### Page extract
------------------------------

Alas, the data is in. States that took a balanced approach to the epidemic fared as well or better than those that imposed prolonged, stringent, economy-crushing and unemployment-inducing lockdowns.

Florida, with its large elderly population, took a targeted but liberal path and is 27th among states in its COVID-19 population death rate. Florida’s 1605 deaths per million people is much lower than that of New York (2668 deaths/million), New Jersey (2,833 deaths/million) and Michigan (1802 deaths/million), and only modestly higher than that of much younger California (1545/million). These latter 4 states employed prolonged, draconian lockdowns. Florida’s unemployment rate sits at an impressive 4.7 percent, compared with California’s 8.3%, Michigan’s 6.8%, New Jersey’s 7.7% and New York’s whopping 8.5%.

The Trump administration’s Operation Warp Speed confounded the experts, bringing spectacularly effective vaccines in less than a year. Over 80% of Americans 65 years and older, and more than 50 percent of adults, have received at least one shot. Deaths and hospitalizations have plummeted.

Vaccination of the elderly and vulnerable is ending the crisis. Instead of riding out the epidemic, acquiring natural immunity through infection while our at-risk relatives suffered through serious and deadly infections, we gained control. Science won.

We would expect jubilance at the supremacy of science from a science-infused party. Instead, many Democrats seem gloomy, unwilling to embrace the shining light at the end of the tunnel. Have Democrats become vaccine doubters?

Joe Biden could not bring himself to celebrate our success, largely the result of his predecessor’s policies. Biden on March 29 said, “Our work is far from over. The war against COVID-19 is far from won. This is deadly serious. … I’m reiterating my call for every governor, mayor, and local leader to maintain and reinstate the mask mandate.” The same day, a CDC study reported that vaccinated individuals are at low risk for infection, do not carry the virus in significant numbers and by extension are not an important source of spread.

Despite the over 200 million administered vaccine doses and the millions of people who gained immunity through infection, Americans are told it is too dangerous to go on with their lives. Why? Some people continue to get infected. New variants have been identified. Even if most of those infected are young and healthy and variants pose no immediate threat, the vaccinated must hunker down.

Want to fly to Florida for sunshine and a return to normalcy? According to the CDC, if you are vaccinated it is safe to fly.  But the agency’s Biden-appointed director has a feeling of impending doom and says to say home.

On April 11, Dr. Anthony Fauci, the Biden administration’s chief medical adviser and COVID-19 shaman, told vaccinated Americans they should not dine at indoor restaurants and this week again insisted they need to wear face coverings. Last month, when Senator Rand Paul, an ophthalmologist, pressed Fauci on the incongruity of the position and asked for evidence, he was met with silence.

------------------------------

### Text-to-region grounding data
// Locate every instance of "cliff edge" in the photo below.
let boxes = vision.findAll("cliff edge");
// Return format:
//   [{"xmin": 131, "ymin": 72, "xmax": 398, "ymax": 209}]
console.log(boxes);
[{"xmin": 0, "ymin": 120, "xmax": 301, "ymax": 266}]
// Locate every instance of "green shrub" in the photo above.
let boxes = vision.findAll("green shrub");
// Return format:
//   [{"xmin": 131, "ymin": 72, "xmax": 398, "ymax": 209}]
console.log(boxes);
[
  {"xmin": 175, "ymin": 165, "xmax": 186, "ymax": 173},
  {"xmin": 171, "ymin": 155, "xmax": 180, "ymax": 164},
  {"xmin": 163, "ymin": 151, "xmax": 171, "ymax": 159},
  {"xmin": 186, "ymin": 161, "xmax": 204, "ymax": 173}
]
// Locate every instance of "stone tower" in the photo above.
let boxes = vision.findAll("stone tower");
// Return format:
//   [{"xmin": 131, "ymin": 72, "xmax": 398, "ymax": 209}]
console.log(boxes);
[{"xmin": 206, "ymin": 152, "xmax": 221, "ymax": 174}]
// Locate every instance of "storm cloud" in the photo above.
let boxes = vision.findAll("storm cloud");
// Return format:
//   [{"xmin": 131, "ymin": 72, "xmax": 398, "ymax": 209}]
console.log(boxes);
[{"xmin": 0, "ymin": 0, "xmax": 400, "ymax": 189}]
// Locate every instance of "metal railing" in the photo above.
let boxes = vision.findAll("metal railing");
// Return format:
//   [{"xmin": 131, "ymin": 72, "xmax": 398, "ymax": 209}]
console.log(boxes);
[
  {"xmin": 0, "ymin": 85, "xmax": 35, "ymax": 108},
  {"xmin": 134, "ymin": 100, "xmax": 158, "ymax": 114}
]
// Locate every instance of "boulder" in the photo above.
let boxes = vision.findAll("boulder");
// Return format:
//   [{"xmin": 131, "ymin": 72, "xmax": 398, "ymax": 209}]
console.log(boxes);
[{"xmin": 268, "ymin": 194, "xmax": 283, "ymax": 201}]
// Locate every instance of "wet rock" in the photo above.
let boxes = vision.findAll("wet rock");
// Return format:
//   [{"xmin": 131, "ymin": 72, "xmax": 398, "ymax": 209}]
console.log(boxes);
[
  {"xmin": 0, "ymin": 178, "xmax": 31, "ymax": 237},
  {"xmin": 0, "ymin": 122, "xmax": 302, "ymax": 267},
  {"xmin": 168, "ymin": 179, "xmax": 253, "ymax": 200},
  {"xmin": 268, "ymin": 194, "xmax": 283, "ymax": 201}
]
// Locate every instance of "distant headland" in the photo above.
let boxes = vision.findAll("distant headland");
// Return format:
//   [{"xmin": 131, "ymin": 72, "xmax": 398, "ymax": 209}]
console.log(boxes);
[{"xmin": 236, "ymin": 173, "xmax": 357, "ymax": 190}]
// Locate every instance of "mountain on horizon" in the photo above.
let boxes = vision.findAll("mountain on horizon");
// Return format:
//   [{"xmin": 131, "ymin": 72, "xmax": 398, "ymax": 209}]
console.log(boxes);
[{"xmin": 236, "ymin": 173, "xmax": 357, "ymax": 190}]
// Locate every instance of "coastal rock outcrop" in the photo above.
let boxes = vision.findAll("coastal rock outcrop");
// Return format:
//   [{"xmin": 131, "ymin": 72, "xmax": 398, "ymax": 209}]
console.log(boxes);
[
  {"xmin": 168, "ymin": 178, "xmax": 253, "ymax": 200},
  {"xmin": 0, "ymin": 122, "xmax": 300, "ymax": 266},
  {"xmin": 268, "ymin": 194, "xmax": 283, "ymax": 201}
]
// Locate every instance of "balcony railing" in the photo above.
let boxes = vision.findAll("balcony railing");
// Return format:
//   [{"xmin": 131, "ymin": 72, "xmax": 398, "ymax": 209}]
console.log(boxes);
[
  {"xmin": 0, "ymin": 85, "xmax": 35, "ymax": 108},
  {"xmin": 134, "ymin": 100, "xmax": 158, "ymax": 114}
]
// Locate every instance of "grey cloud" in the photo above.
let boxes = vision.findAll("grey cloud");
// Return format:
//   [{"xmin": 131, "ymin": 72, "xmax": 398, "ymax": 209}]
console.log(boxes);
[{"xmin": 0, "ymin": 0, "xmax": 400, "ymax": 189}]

------------------------------

### What to work on
1. Answer these from the article on pandemic policy:
(a) What unemployment rate does it give for Florida?
(b) What share of Americans 65 years and older have received at least one shot?
(c) On what date did Biden make the remarks it quotes?
2. Retype the article on pandemic policy from "Despite the over" up to and including "must hunker down.".

### Outputs by task
1.
(a) 4.7 percent
(b) Over 80%
(c) March 29

2.
Despite the over 200 million administered vaccine doses and the millions of people who gained immunity through infection, Americans are told it is too dangerous to go on with their lives. Why? Some people continue to get infected. New variants have been identified. Even if most of those infected are young and healthy and variants pose no immediate threat, the vaccinated must hunker down.